_Bloque de texto_.
Tan generosa tierra, bañada por el amplísimo río Dniéper, estratégicamente abierta tanto al mar Negro como al delta del Danubio que atraviesa Europa, parada sobre todo tipo de recursos naturales, también ha sido un problema ancestral para los ucranianos.

Tanto que, salvo por breves y muy relativos momentos, Ucrania sólo fue independiente tras la disolución de la Unión Soviética.

Caminar por la capital Kiev es hacerlo por pesares, por dolores, por vacíos inenarrables, por sangre sobre sangre. Al decir guerra, aquí hace falta aclarar a cuál nos referimos, aunque por convulsa que sea la actualidad (la entrada rusa en el oriente ucraniano y Crimea), las heridas de la Segunda Guerra Mundial son las que nunca hallarán armoniosa cicatriz.

Entradas guardadas

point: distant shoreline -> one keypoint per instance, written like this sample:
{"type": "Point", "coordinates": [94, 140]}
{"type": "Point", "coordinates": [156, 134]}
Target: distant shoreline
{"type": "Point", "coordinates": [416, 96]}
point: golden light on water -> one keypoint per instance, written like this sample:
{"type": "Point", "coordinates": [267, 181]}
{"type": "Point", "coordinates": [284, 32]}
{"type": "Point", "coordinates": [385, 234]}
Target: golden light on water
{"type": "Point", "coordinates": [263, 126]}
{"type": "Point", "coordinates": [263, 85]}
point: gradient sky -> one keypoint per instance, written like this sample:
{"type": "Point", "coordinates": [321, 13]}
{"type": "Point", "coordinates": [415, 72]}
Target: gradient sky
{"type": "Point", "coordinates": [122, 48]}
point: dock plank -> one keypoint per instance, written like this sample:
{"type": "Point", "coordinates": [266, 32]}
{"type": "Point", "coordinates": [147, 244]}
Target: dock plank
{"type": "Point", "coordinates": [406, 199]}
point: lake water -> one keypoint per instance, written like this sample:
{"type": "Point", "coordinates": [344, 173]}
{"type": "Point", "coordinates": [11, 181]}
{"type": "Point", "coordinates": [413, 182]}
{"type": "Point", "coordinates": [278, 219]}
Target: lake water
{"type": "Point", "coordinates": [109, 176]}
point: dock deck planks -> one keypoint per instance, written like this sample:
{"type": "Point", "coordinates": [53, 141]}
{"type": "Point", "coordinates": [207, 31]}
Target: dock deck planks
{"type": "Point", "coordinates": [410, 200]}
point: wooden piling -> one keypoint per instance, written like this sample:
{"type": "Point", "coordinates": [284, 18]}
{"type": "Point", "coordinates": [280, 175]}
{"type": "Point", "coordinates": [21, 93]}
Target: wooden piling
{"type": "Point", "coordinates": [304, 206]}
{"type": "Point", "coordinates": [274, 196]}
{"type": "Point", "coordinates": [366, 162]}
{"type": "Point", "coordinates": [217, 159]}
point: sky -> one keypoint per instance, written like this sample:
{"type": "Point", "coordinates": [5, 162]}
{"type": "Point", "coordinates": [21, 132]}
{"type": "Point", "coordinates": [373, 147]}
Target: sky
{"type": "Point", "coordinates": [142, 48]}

_Instrucciones_.
1. Reproduce sin cambios un fragmento del texto sobre Ucrania: comienza en las palabras que contienen "Tan generosa tierra, bañada" y detente después de "la Unión Soviética.".
2. Prolonga el texto sobre Ucrania a partir de su última oración.

_Resultados_.
1.
Tan generosa tierra, bañada por el amplísimo río Dniéper, estratégicamente abierta tanto al mar Negro como al delta del Danubio que atraviesa Europa, parada sobre todo tipo de recursos naturales, también ha sido un problema ancestral para los ucranianos.

Tanto que, salvo por breves y muy relativos momentos, Ucrania sólo fue independiente tras la disolución de la Unión Soviética.

2.
Toda casa, toda familia en Ucrania, sin excepción, pueden referir alguna pérdida o muchas a lo largo de ese conflicto: no menos de siete millones de ucranianos fallecieron, con numerosas localidades incendiadas (Kiev, por ejemplo, ardió en todo su casco central dos veces) y un equilibrio demográfico roto -añadir que, poco antes, a inicios de los treinta, una hambruna había quitado la vida a entre 1.5 y 3 millones de personas; hambruna que algunos académicos consideran orquestada desde el mismísimo Stalin, deseoso de diezmar esta población y sus afanes anti-rusos.

Por todo ello, el museo de la Segunda Guerra Mundial resulta imperdible en Kiev. Bajo el imponente monumento de la Madre Patria, con sus más de cien metros de alto, un recorrido que pasa por el sufrimiento, por la resistencia, por los campos de concentración y el exterminio en el barranco de Babi Yar, por la forma de finalmente repeler al invasor nazi, por la complicada entrada por el río Dniéper, cerrando con una sala que nos deja sin palabras: a un lado, fotografías de viudas de la guerra; frente a ellas, imágenes de soldados perecidos; entre los dos, las tétricas notificaciones de muerte en batalla de algún familiar y un reguero de vasos vacíos; arriba, pájaros hechos con uniformes militares y manteles tradicionales ucranianos, con la insistencia de que las aves en esta cultura son vistas como vehículos del alma: acaso así, el reencuentro en otro mundo de quienes tan pronto y con tanta tragedia se despidieron en éste.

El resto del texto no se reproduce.